This section is also miffed that it was not consulted when former Minister of State for HRD Mahendra Nath Pandey was appointed the Uttar Pradesh BJP chief.

The issue also figured in a meeting on Wednesday evening of senior leaders including Home Minister Rajnath Singh, Finance Minister Arun Jaitley, Road Transport and Highways Minister Nitin Gadkari and External Affairs Minister Sushma Swaraj.

The 11-member Parliamentary Board chaired by Shah has Prime Minister Narendra Modi, Union ministers Rajnath Singh, Jaitley, Sushma Swaraj, Gadkari, Ananth Kumar, Thawarchand Gehlot, Jagat Prakash Nadda, Shivraj Singh Chouhan (Madhya Pradesh Chief Minister) and General secretary (organisation) Ram Lal as its members.

According to the BJP constitution, the National Executive of the party constitutes the Parliamentary Board consisting of the party president and 10 others, including the leader of the party in Parliament, as members.

◆ Stated task 1
Filter the records below, keeping only the lines that contain the word "bird".

◆ Lines of data
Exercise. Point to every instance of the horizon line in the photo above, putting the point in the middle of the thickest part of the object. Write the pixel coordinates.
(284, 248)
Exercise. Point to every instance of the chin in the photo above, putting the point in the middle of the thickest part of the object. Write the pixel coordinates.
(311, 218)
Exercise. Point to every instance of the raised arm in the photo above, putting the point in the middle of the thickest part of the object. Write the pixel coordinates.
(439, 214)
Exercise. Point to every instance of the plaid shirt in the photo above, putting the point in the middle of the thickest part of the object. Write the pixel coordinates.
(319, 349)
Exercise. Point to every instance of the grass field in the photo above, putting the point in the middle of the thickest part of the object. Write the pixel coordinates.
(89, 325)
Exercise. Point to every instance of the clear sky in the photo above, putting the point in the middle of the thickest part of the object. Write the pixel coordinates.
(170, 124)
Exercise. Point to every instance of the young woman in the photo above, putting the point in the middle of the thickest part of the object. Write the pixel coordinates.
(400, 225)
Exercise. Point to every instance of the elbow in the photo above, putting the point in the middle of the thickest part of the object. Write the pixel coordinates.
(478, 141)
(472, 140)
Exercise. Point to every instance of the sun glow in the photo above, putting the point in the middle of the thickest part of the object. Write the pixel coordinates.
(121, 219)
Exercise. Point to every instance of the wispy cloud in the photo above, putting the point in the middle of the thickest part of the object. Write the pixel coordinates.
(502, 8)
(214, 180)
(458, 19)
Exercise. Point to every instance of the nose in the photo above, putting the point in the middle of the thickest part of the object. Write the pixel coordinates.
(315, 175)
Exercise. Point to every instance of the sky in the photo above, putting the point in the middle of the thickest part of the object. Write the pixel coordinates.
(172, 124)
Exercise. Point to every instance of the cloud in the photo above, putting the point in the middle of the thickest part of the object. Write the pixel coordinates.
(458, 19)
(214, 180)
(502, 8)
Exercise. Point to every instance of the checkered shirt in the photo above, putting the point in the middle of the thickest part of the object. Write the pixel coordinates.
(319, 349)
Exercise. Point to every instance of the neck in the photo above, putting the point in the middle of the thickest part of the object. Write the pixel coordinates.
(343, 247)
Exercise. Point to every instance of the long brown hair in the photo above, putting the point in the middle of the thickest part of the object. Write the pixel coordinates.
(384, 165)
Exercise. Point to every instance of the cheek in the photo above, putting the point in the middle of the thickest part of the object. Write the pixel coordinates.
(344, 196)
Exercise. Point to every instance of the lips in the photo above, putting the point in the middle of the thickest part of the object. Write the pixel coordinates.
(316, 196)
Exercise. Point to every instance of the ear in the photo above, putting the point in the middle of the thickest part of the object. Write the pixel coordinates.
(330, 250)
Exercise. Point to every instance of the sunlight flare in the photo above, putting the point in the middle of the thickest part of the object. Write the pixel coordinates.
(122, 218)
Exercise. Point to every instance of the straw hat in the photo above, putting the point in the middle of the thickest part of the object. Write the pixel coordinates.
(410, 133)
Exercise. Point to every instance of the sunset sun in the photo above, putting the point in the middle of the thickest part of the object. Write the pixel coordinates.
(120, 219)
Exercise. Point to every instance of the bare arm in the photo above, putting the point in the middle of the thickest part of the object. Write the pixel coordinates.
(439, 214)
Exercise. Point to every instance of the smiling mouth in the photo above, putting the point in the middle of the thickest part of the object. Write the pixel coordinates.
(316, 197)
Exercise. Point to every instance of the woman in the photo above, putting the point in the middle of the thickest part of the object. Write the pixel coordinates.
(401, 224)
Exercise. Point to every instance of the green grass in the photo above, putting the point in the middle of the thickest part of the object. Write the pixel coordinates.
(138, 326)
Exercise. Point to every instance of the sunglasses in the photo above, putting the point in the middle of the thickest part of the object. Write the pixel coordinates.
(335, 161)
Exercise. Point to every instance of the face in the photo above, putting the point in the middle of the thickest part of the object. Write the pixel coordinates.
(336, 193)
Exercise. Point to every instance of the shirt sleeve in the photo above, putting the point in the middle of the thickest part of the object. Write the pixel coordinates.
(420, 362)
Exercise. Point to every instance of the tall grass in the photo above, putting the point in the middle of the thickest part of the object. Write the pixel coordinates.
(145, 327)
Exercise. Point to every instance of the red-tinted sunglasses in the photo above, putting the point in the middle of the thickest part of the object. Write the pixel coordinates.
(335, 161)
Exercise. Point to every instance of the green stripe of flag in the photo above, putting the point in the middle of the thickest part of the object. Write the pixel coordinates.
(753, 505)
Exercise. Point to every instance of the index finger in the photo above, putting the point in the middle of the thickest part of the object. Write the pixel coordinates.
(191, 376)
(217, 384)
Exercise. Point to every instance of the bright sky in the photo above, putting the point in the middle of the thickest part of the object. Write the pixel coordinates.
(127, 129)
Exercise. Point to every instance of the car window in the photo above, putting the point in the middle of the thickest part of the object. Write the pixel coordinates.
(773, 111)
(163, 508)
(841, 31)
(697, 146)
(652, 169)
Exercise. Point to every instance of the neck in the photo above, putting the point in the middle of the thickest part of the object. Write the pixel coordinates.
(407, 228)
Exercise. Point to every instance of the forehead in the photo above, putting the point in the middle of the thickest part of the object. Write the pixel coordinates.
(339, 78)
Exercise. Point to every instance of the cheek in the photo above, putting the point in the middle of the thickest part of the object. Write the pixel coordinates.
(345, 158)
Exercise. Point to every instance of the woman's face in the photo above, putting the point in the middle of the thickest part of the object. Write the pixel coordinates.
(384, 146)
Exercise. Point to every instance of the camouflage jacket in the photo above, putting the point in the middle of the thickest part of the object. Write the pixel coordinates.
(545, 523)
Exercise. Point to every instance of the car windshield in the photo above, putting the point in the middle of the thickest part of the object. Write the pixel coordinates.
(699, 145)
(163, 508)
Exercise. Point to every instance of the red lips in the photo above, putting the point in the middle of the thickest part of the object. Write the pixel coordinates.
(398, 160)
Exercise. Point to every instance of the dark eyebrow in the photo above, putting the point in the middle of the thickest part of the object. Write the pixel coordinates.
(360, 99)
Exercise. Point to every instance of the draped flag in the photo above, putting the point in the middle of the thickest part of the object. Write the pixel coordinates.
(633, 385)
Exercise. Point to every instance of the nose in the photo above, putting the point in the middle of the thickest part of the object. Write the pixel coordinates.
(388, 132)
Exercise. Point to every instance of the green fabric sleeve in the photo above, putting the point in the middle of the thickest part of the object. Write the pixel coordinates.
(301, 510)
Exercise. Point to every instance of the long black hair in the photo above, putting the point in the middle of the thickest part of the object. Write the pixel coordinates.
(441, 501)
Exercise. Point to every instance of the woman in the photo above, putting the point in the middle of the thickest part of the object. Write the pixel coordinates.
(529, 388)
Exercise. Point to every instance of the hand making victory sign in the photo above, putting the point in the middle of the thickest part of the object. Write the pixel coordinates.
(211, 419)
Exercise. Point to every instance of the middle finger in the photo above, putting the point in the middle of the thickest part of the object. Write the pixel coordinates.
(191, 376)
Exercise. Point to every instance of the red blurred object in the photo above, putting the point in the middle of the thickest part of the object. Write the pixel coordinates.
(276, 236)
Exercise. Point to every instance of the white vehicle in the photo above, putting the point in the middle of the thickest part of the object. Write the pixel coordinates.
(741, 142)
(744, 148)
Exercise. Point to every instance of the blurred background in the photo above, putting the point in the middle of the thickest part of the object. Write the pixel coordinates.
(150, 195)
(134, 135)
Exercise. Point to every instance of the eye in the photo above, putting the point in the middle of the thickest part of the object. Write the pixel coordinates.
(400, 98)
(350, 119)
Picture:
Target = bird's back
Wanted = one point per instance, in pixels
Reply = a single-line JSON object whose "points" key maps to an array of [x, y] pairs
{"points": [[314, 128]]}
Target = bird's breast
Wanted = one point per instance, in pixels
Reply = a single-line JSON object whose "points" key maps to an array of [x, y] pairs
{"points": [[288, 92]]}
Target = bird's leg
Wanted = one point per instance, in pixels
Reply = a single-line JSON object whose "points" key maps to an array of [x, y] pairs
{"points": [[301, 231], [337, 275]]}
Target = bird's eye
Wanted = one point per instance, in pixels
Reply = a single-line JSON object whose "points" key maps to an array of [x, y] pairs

◆ Stated task 2
Write out word for word the part of the excerpt on the BJP Parliamentary Board above, starting at "According to the" and ending at "Parliament, as members.".

◆ Written solution 1
Target = bird's back
Target = bird's breast
Target = bird's leg
Target = bird's eye

◆ Written solution 2
According to the BJP constitution, the National Executive of the party constitutes the Parliamentary Board consisting of the party president and 10 others, including the leader of the party in Parliament, as members.